*TEXTAUSZUG*

Döbeln. Die Geschwindigkeit, die man vor 120 Jahren vorlegte, war für heutige Verhältnisse atemberaubend. Am 25. Juli 1896 teilte der Gastronom Robert Rätze dem Stadtrat Döbeln seine Pläne zum Bau eines Hotels mit und fragte wegen einer Schankgenehmigung nach. Schon fünf Tage später bekam er eine Zusage. Ein reichliches Jahr später eröffnete er das Hotel Rätze an der Stelle, wo die Bahnhofstraße auf den Wettinplatz trifft. Der große Eckbau bekam eine pompöse Stuckfassade. Das Ecktürmchen und die Verzierungen über den Dachgauben hat das Gebäude längst eingebüßt. Aber die restaurierte Fassade zeigt immer noch viel von der Präsentationslust, die man in der sogenannten Gründerzeit hatte.

Heute nennt sich das ehemalige Hotel „Haus der Demokratie“, aber seine Geschichte ist nicht vergessen. Im Gegenteil. Der Verein Treibhaus, der seit 2001 in dem Haus Jugend- und Migrantenarbeit betreibt und Kleinkunst im Café Courage organisiert, will zum 120. Jahrestag die Geschichte des Hotels aufarbeiten.

*DATENAUSZUG*
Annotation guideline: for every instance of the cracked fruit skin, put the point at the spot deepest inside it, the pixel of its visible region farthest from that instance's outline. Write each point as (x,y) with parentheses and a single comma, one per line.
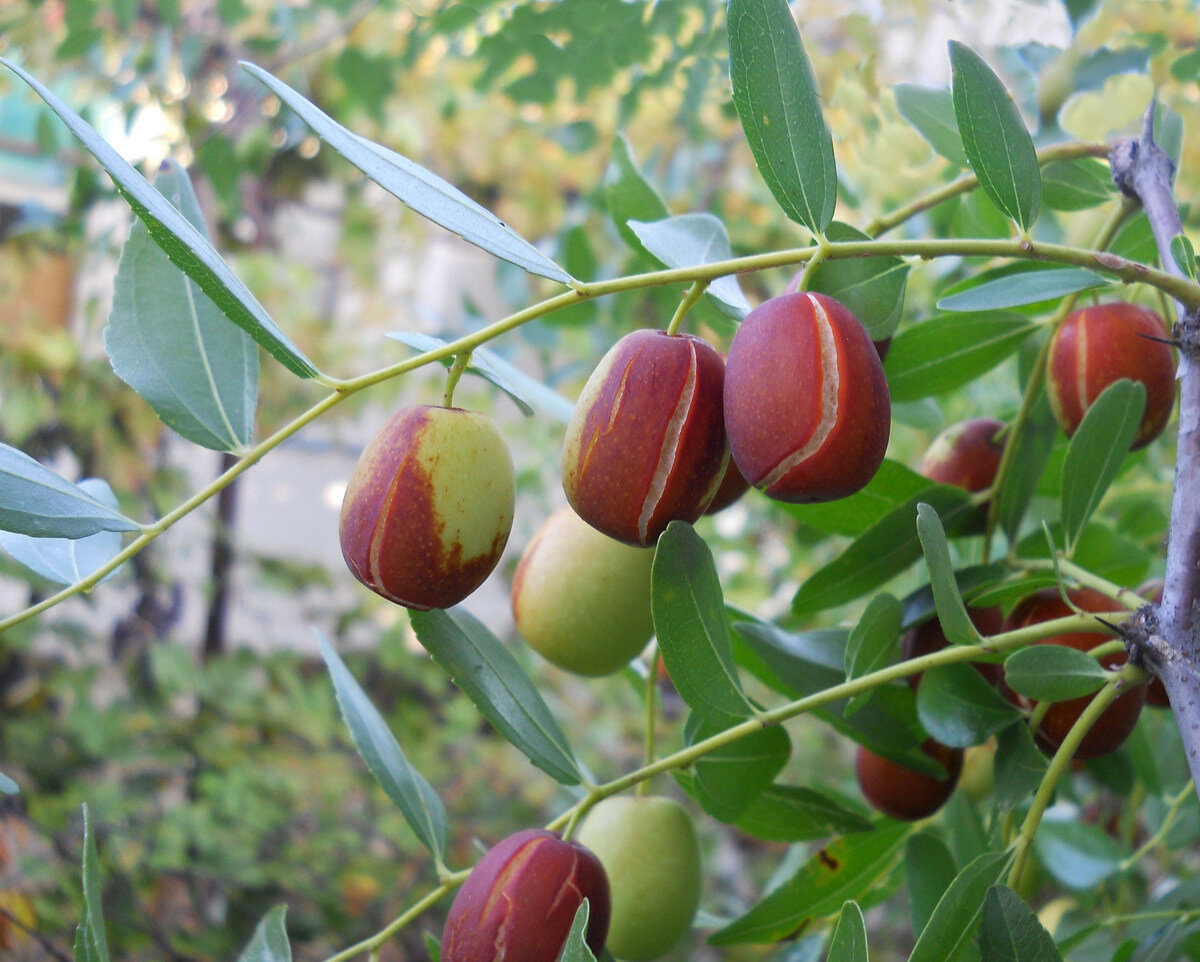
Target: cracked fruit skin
(429,507)
(519,902)
(965,455)
(648,847)
(903,793)
(646,443)
(1120,717)
(581,599)
(1096,347)
(807,406)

*DIE AUFGABEN*
1 > Stimmen diese Aussagen mit dem Textauszug überein? (a) Robert Rätze erhielt fünf Tage nach seiner Anfrage eine Zusage. (b) Das Gebäude besitzt heute noch sein Ecktürmchen. (c) Der Verein Treibhaus ist seit 2001 in dem Haus tätig. Antworten Sie jeweils mit Ja oder Nein und zitieren Sie die entscheidenden Worte wörtlich.
2 > Bitte geben Sie den Textauszug von „Heute nennt sich“ bis „des Hotels aufarbeiten.“ unverändert aus.
Stützen Sie sich allein auf den Textauszug.

*LÖSUNGEN DER REIHE*
1 >
(a) Ja: „Schon fünf Tage später bekam er eine Zusage.“
(b) Nein: „Das Ecktürmchen und die Verzierungen über den Dachgauben hat das Gebäude längst eingebüßt.“
(c) Ja: „Der Verein Treibhaus, der seit 2001 in dem Haus Jugend- und Migrantenarbeit betreibt“

2 >
Heute nennt sich das ehemalige Hotel „Haus der Demokratie“, aber seine Geschichte ist nicht vergessen. Im Gegenteil. Der Verein Treibhaus, der seit 2001 in dem Haus Jugend- und Migrantenarbeit betreibt und Kleinkunst im Café Courage organisiert, will zum 120. Jahrestag die Geschichte des Hotels aufarbeiten.